§ **DOCUMENT SEGMENT**
%%
Tag Archives: housewife

Bless His Heart

6 Mar

If you are from the south, you know that “Bless your/his/her heart” is usually just a way for Southerners to say something negative about someone without feeling guilty. It’s like saying “no offense” when you say something offensive or a way of saying that you pity someone. For example:

“She is so naive, bless her heart.”

“She’s a homely looking child, bless her heart.”

“He’s a dumbshit, bless his heart.”

In this case, regarding my husband, it means, “It’s your birthday. I pity you because, if you don’t stop being a douchebag, it might be your LAST birthday.”
%%
§ **PROBLEM**
Resume the blog post about the Southern expression "bless his heart," continuing right after its final sentence.

§ **ENTRIES SHOWN**
%%
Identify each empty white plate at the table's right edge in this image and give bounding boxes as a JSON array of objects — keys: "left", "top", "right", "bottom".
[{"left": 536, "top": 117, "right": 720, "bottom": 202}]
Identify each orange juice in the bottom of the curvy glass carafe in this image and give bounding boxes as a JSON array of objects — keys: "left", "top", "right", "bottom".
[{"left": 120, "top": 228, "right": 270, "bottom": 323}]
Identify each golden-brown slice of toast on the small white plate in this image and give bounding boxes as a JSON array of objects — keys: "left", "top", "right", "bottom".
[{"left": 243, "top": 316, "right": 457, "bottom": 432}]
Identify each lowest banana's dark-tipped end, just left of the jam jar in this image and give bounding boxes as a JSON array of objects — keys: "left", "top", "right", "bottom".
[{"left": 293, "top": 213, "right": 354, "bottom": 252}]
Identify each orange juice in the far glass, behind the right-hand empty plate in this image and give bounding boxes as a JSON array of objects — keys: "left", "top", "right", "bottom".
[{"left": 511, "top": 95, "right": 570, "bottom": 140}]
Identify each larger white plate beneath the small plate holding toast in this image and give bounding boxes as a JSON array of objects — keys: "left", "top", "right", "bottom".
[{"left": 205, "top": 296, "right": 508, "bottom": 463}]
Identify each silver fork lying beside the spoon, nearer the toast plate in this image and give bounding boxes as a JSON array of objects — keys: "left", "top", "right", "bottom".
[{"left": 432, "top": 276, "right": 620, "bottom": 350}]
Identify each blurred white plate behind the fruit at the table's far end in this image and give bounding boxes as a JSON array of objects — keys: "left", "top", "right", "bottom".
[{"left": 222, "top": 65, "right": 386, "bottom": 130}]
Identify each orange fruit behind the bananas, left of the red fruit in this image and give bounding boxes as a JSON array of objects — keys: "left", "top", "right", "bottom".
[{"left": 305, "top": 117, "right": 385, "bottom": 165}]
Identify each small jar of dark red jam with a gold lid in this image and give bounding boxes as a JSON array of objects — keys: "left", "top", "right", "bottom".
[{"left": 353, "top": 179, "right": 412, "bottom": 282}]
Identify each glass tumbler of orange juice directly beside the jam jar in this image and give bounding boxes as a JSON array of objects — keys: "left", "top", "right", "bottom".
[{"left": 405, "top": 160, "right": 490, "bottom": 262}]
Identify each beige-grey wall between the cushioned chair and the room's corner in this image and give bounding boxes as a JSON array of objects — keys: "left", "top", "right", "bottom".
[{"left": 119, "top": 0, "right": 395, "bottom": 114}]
%%
§ **ANSWER FOR THE TASK**
Because of the fact that I have no means of transportation right now, my plans to go get a cake and a sweet card–went out the window. Instead, I decided to deep clean the worst room in our house: The Bedroom. Listen, y’all, that room seriously gets neglected–I admit it. Whenever we are in the other rooms cleaning, one of us asks, “Hey, where does this go?”, and the other almost always responds, “Hell, I don’t know. Throw it in the bedroom and shut the door!!” It’s the catch-all. We also have a serious problem with coming home from vacation and, rather than unpacking, living out of our suitcase until..well..until we go on vacation again. Don’t judge me!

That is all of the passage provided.